GIVEN PASSAGE:
◆ ◆ ◆ ◆ ◆ ◆ ◆

The closest thing to a pricey early elementary education private school program in DCPS. I toured Georgetown Day recently, visiting the "junior kindergarten" room (just $35,000 to spend an academic year in there!) and honestly think that SWS' was better. The PreK4 teacher and classroom aid both seemed more on the ball at this school. They had most of the same construction toys as at GD, many donated by parents, and the Emilio Reggio curriculum seemed terrific for the kids. Really decent kid art was hanging absolutely everywhere, yet the classroom was super organized. The kids were happily working on a hands-on project related to the Anacostia River, which they often visit, something about river plants. The room looked more like a Montessori than I expected, piled high with puzzles and games that kids can work on individually.

It's a stunningly white scene, more than GD. A litle hard to understand how they've "got away with it" for the last 15 years.






Anonymous
i was struck by how hard the head and teachers obviously try to take the good from DCPS without getting bogged down by the mediocre and bad. they'll explain to you how they creatively work the common core standards into the curriculum (although it was clear that they'd rather dispense with them), and how they take liberties using the not-so-great DCPS assessment/report card formats they're stuck with for K and 1st. i got the impression that the teaching staff was topnotch, as good as at a prestigious private.

◆ ◆ ◆ ◆ ◆ ◆ ◆

CHECK YOUR UNDERSTANDING:
1. Copy the school review word for word, from "It's a stunningly" to "a prestigious private.".
2. Answer these questions using the school review:
(a) How much does one academic year in the Georgetown Day "junior kindergarten" room cost?
(b) Which river is the kids' hands-on project related to?
(c) For which grades is the school stuck with the DCPS assessment/report card formats?
3. Continue the school review, picking up right after its last sentence.
The records that come next were taken from a separate source.

Stored items from a collection:
◆ ◆ ◆ ◆ ◆ ◆ ◆

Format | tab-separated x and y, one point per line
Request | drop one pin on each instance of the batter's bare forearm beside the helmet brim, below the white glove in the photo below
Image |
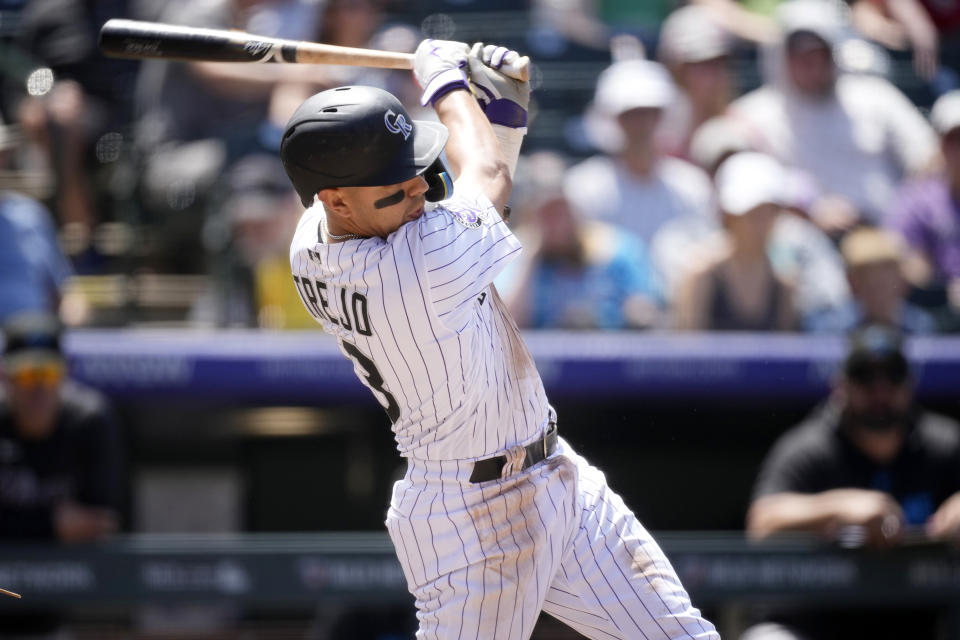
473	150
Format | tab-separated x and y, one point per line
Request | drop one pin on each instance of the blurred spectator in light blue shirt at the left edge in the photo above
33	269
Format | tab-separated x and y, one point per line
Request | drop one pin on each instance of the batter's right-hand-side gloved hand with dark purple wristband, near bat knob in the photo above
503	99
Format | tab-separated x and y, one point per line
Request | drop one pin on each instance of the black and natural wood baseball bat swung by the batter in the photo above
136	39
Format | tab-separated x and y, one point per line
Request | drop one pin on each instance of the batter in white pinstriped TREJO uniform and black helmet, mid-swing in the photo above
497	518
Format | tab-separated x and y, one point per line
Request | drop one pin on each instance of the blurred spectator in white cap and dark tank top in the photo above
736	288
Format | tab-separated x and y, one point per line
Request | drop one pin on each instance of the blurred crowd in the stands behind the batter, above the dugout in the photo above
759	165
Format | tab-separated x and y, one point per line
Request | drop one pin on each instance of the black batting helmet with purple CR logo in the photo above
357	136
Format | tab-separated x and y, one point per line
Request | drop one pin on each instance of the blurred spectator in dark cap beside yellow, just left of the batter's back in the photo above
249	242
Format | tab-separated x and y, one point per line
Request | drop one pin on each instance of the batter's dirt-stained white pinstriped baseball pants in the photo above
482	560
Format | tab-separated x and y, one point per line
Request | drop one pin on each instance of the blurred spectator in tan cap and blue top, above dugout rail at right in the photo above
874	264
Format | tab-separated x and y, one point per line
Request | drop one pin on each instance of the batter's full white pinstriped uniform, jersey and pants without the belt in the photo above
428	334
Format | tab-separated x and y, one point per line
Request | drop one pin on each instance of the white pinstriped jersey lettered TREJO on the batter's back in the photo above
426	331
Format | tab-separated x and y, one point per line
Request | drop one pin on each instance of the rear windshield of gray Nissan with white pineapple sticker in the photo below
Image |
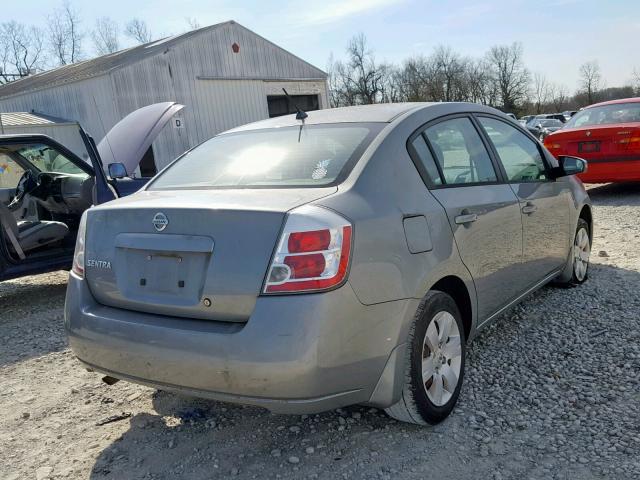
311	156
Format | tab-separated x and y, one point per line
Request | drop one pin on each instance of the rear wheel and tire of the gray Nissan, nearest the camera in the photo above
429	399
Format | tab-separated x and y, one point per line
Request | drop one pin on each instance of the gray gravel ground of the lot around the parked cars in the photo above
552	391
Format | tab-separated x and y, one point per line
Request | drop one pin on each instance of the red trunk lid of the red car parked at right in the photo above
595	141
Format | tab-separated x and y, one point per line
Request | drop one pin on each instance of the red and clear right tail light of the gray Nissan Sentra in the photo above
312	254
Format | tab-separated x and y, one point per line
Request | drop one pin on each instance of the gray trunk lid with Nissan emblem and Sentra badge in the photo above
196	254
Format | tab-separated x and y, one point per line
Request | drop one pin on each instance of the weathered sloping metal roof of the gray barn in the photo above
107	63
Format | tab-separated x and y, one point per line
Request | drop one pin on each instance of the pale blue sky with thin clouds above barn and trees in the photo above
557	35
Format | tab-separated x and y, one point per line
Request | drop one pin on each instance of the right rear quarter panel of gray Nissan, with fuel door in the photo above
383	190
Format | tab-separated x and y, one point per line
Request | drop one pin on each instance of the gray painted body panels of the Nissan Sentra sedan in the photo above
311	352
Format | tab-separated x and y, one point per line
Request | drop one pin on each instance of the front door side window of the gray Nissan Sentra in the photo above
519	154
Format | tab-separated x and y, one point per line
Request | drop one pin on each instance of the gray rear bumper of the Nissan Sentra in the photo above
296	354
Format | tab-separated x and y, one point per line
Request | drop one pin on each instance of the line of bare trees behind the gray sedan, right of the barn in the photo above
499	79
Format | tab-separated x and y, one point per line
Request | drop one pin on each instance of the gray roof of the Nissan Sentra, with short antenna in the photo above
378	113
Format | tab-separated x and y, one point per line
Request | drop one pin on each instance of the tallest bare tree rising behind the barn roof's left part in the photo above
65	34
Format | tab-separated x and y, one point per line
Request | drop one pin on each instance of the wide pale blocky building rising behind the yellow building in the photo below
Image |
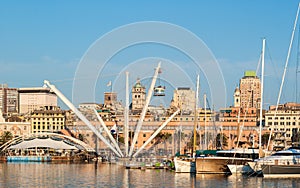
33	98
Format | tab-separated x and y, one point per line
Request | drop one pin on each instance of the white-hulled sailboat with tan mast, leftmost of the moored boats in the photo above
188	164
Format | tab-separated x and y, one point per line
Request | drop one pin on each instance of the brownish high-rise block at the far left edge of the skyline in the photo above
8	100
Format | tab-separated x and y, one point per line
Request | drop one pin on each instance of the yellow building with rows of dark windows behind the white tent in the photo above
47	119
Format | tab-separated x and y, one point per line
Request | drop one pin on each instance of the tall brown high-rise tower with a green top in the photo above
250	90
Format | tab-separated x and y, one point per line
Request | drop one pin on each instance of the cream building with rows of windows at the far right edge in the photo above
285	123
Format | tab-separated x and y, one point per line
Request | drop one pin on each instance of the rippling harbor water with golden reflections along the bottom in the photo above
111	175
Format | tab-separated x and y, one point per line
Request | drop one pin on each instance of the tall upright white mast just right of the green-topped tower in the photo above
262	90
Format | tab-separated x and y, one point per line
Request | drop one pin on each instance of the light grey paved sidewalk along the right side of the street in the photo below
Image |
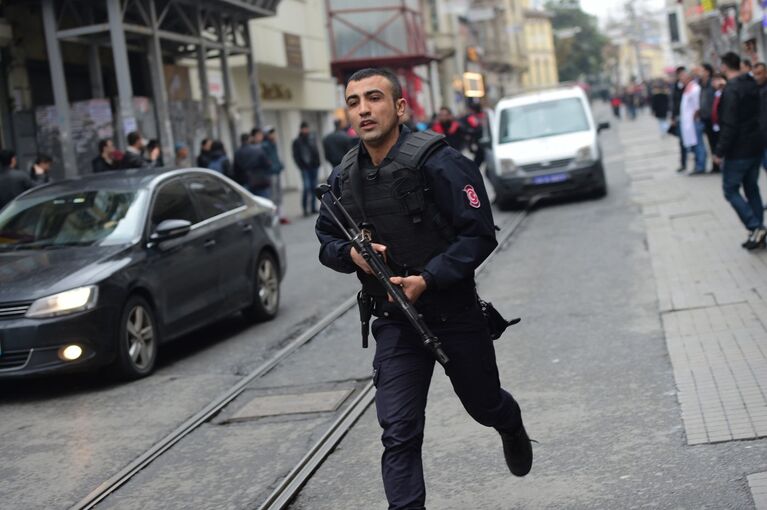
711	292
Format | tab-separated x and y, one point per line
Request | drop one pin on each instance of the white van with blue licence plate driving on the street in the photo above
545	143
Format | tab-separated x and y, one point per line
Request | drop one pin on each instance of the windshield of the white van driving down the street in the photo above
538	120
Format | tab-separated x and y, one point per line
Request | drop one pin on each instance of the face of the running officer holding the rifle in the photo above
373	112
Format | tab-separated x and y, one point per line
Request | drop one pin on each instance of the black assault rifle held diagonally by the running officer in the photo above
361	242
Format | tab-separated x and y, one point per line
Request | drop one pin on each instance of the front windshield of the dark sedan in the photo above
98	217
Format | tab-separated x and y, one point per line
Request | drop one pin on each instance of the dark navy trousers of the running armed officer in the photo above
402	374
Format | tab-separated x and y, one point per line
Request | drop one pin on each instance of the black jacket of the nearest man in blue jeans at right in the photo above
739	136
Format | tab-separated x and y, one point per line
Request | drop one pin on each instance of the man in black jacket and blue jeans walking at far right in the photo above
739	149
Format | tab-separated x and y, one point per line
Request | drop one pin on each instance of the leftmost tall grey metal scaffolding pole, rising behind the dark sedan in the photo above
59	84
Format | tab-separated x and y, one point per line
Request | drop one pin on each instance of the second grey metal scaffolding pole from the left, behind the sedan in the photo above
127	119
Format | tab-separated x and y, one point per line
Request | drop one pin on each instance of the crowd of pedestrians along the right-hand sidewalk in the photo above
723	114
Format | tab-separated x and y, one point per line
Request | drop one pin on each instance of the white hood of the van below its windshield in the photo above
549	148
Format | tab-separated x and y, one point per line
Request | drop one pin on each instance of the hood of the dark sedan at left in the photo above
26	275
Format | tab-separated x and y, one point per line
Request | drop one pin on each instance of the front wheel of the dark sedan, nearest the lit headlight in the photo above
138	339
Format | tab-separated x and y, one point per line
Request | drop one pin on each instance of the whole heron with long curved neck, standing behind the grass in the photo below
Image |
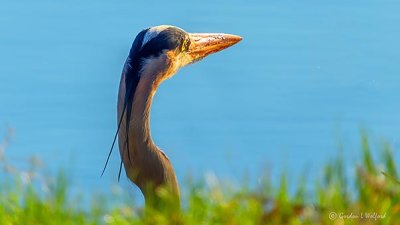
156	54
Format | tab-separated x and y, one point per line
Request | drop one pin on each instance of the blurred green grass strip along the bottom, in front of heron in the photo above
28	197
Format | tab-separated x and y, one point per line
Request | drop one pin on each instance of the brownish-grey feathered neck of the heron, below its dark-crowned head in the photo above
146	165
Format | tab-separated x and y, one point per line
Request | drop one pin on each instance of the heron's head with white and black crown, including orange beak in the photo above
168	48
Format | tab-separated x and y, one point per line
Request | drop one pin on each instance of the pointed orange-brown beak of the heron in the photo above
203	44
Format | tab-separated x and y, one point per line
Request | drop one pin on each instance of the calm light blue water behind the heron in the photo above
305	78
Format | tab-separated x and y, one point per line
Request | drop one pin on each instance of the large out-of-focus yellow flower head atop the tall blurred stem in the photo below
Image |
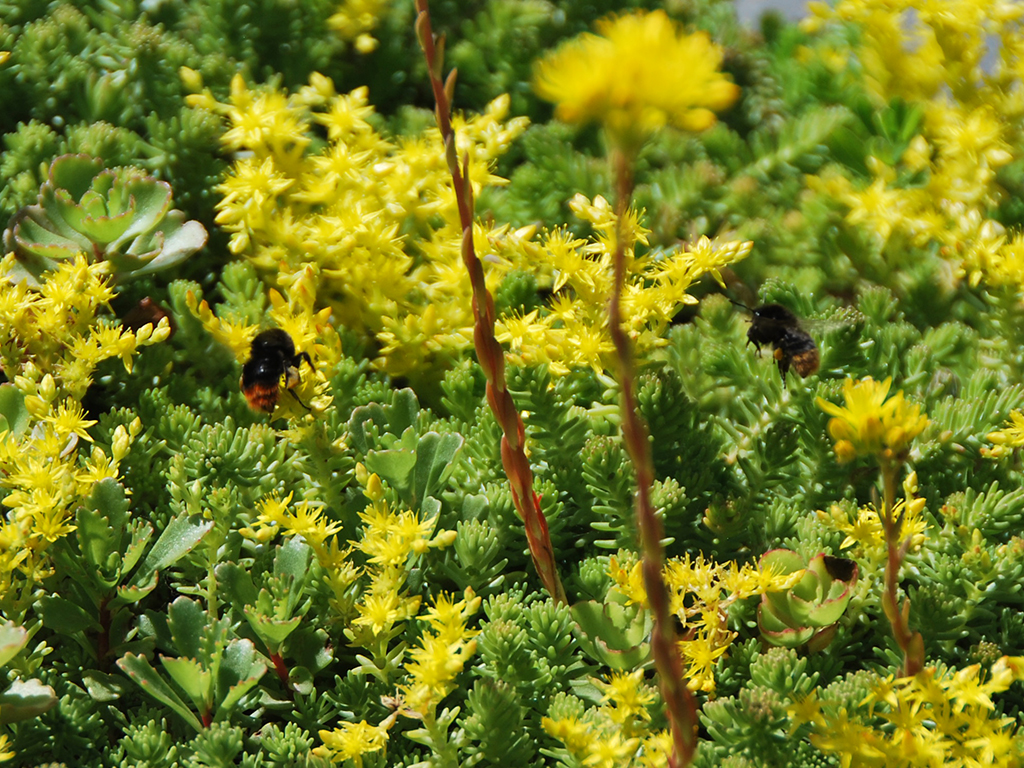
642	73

◆ ◆ ◆ ◆ ◆ ◆ ◆

ANSWERS PER TASK:
1.
It's a stunningly white scene, more than GD. A litle hard to understand how they've "got away with it" for the last 15 years.






Anonymous
i was struck by how hard the head and teachers obviously try to take the good from DCPS without getting bogged down by the mediocre and bad. they'll explain to you how they creatively work the common core standards into the curriculum (although it was clear that they'd rather dispense with them), and how they take liberties using the not-so-great DCPS assessment/report card formats they're stuck with for K and 1st. i got the impression that the teaching staff was topnotch, as good as at a prestigious private.

2.
(a) $35,000
(b) The Anacostia River
(c) K and 1st

3.
Anonymous
Anonymous wrote:The principal isn't putting anyone in the lottery, the parents are! He was just trying to explain the new system to a bunch of uninformed first-timers. Nothing evil was intended.

The only portion of Hill residnts that are going to be "exluded" are the ones IB for the Cluster without siblings. The proximity preference will enable a lot of young Hill families north of Stanton Park to go to SWS, should this be added in 2014. Trinidad is not walking distance, and Potomac Gardens no longer has preferecnce, either.


Less of the northern Hill will be served by proximity than you may think. It's a microsection that covers a fraction of the LT, Wilson, Miner and Maury boundaries. Due west that reaches to about 5th and F St NE. Proximity is behind all SWS sibs, whethere they entered old IB or new citywide. There will be an influx of new families and their sibs will follow.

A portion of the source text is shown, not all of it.